Provided material
▬▬▬

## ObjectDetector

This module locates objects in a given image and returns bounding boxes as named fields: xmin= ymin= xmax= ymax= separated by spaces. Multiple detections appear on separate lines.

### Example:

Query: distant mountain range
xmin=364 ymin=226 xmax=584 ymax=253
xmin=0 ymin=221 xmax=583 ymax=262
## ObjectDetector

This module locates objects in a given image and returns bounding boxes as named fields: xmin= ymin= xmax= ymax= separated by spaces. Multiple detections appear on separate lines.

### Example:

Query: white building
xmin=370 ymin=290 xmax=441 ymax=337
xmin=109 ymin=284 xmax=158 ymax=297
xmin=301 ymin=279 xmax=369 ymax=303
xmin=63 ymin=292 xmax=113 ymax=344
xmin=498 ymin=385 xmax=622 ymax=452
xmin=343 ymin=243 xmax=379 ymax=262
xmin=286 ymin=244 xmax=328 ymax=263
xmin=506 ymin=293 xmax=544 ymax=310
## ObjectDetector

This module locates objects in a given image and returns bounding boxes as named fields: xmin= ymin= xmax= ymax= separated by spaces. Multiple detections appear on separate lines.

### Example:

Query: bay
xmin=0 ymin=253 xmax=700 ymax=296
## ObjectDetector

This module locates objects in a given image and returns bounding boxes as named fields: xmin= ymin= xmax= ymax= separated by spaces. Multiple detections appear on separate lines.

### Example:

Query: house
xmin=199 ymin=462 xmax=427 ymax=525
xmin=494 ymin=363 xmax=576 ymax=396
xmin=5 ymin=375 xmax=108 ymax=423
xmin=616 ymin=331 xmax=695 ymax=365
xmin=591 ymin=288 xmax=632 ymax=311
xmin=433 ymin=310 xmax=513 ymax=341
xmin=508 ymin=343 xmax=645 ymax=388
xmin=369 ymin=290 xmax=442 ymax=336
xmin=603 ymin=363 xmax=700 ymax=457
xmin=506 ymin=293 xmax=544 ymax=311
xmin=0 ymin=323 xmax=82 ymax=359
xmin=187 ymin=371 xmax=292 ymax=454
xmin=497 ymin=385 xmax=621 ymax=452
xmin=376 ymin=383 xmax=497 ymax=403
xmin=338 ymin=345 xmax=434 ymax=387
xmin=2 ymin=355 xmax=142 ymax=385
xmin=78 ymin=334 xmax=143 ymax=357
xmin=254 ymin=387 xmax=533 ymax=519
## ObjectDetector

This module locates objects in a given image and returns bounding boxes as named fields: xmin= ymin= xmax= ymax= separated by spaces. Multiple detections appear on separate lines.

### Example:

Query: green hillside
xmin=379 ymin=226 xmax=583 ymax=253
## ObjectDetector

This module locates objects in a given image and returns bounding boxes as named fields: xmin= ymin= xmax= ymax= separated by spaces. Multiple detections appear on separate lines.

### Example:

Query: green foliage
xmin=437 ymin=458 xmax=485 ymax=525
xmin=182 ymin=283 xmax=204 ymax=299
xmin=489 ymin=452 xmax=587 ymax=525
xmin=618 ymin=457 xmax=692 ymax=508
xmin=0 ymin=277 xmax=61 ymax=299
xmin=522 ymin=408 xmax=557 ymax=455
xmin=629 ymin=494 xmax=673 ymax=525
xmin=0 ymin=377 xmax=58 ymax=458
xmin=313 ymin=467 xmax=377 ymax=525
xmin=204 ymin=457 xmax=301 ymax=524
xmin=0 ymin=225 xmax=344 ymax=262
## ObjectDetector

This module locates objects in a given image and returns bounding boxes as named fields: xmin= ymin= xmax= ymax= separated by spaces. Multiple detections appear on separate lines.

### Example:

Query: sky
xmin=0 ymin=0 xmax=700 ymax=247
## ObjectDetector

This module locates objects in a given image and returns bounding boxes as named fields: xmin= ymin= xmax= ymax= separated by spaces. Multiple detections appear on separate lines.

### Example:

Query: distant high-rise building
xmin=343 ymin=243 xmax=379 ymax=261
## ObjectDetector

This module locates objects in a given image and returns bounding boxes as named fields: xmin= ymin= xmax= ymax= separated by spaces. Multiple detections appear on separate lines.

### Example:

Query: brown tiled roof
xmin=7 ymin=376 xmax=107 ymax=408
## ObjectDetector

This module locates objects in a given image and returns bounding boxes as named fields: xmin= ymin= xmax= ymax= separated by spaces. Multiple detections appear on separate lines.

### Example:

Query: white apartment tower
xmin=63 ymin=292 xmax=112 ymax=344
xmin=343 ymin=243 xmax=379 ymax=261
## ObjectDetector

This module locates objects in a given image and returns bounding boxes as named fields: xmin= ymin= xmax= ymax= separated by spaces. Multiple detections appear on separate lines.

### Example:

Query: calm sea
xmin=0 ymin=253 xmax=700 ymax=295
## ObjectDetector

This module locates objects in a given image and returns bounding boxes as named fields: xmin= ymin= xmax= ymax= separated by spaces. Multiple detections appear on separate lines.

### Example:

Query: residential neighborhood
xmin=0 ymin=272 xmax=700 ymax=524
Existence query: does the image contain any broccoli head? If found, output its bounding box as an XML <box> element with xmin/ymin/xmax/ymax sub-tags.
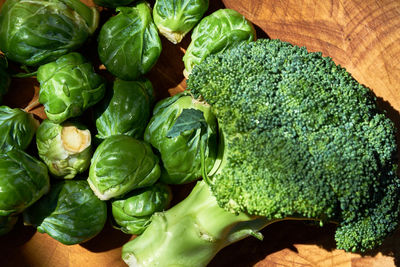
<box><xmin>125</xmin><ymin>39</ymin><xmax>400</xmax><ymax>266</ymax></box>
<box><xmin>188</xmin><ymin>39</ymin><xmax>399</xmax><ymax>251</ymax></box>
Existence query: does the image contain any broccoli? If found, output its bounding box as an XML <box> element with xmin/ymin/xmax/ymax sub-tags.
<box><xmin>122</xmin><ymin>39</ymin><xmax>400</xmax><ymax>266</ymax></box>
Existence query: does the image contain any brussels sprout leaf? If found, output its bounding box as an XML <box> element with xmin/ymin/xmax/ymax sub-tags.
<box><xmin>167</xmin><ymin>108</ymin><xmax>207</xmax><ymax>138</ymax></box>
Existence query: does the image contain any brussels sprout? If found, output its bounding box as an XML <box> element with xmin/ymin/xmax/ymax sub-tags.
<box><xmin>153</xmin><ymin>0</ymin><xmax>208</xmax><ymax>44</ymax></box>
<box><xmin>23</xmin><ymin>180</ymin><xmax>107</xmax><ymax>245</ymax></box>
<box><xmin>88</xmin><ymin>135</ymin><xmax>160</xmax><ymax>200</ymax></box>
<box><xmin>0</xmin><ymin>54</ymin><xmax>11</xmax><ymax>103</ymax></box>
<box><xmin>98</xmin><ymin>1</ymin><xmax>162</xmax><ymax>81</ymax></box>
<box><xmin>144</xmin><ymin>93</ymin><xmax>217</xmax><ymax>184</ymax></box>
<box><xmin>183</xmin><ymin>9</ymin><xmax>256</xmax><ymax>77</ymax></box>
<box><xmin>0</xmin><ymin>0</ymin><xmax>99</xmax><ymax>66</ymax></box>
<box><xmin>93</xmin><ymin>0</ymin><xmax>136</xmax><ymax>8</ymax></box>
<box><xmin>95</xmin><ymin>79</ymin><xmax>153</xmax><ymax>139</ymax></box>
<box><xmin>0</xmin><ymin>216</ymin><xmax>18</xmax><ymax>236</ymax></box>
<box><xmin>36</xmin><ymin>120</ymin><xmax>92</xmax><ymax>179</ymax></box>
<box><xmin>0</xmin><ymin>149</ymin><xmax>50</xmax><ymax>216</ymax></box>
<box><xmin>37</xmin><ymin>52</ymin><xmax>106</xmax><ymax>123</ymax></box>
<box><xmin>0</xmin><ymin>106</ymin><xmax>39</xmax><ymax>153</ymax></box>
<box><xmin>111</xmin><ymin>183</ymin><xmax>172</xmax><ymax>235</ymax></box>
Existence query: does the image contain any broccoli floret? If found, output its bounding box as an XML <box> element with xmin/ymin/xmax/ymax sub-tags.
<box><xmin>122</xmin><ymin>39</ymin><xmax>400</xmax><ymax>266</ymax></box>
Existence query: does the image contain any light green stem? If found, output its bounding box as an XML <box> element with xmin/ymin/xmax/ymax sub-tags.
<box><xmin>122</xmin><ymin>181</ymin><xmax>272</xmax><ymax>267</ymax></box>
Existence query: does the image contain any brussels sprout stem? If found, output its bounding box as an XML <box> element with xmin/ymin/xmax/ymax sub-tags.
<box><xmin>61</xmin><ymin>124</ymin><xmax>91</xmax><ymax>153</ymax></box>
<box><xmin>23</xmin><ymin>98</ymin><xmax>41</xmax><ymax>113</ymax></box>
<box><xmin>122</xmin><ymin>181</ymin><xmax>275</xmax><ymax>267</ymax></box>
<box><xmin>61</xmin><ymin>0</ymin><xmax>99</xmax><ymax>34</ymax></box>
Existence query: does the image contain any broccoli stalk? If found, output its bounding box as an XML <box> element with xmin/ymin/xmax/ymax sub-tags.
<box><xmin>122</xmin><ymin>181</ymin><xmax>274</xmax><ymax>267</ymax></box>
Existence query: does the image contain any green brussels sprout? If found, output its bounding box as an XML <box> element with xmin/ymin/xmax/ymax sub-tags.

▬▬▬

Written request
Copy the data above word for word, starting at the first line and ending with the line that contains "xmin=0 ymin=221 xmax=583 ymax=262", both included.

Answer to the exercise
## ObjectDetector

This module locates objects in a given image and returns bounding boxes as named fields: xmin= ymin= xmax= ymax= separated by spaces. Multiple detections appear on separate lines.

### Example:

Query: distant mountain range
xmin=364 ymin=226 xmax=584 ymax=253
xmin=0 ymin=221 xmax=583 ymax=262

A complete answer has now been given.